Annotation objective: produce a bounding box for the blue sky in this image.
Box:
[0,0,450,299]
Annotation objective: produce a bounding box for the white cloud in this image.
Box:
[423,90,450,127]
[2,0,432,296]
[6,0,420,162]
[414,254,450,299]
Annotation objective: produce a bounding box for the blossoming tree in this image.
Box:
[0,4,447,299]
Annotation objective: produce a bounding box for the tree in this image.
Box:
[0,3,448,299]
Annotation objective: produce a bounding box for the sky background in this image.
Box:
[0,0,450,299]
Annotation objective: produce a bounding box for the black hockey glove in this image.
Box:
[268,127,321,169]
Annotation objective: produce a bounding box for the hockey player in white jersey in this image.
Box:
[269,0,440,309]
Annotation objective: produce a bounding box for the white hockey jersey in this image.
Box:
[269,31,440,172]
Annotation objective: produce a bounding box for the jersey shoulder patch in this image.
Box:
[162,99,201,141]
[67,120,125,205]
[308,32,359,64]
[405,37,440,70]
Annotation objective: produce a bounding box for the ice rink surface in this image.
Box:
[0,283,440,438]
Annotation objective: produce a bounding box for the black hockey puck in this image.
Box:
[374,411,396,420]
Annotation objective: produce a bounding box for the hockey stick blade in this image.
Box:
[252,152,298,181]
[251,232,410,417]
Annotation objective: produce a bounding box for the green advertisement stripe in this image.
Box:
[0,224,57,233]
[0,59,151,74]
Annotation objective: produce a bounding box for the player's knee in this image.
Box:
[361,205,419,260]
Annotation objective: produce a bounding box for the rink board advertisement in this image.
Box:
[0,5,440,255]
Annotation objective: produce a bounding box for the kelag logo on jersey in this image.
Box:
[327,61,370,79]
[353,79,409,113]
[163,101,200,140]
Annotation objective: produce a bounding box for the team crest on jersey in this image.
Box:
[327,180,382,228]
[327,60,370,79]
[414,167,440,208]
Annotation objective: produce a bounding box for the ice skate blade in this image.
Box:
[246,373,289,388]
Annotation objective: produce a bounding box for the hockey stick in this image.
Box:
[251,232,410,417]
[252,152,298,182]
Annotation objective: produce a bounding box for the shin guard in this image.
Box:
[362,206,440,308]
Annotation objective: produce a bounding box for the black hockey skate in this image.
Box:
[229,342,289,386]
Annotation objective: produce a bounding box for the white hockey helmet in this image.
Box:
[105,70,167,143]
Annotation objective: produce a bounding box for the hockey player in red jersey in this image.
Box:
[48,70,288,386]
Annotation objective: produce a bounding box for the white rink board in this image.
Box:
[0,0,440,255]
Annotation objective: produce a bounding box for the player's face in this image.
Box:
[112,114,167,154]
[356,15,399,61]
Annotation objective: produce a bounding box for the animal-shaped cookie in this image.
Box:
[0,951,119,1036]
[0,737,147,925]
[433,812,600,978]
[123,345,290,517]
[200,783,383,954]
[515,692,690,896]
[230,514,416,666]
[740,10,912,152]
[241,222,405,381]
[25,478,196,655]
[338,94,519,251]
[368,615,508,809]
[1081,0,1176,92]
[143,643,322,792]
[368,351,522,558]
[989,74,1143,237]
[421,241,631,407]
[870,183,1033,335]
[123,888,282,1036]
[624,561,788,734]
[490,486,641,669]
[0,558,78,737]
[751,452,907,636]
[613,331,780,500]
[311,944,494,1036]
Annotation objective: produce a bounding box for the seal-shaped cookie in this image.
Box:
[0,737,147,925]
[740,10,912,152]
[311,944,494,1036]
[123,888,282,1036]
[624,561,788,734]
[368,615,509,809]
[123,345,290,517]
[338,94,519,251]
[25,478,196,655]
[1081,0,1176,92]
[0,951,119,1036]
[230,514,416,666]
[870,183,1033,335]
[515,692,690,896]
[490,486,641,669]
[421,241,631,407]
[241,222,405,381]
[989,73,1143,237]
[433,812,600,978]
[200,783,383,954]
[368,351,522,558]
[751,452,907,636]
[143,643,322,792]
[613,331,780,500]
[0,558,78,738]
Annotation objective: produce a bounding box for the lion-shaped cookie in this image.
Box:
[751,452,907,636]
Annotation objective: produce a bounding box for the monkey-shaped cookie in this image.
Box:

Requirements:
Copy out the material word for word, from its first line through the line that contains "[405,37,440,70]", with both of those lines included.

Exercise response:
Annotation objective: produce a bounding box for the blue sky in this image.
Box:
[0,0,450,299]
Annotation objective: produce a bounding box for the white cloud in this image.
Box:
[423,90,450,127]
[2,0,432,296]
[6,0,420,162]
[414,254,450,299]
Annotation objective: produce a bounding box for the blossoming tree in this image.
Box:
[0,4,447,299]
Annotation objective: produce a bounding box for the tree in this image.
Box:
[0,3,448,299]
Annotation objective: produce a bounding box for the sky background in this image.
Box:
[0,0,450,299]
Annotation objective: produce a bounding box for the black hockey glove in this image.
Box:
[268,127,321,169]
Annotation objective: produce a bounding box for the hockey player in white jersey in this image.
Box:
[269,0,440,309]
Annotation objective: produce a bounding box for the white hockey jersey in this image.
Box:
[269,31,440,172]
Annotation objective: produce a bounding box for the jersey shoulder patch in this image.
Box:
[162,99,201,141]
[67,120,125,205]
[308,32,359,64]
[405,37,440,70]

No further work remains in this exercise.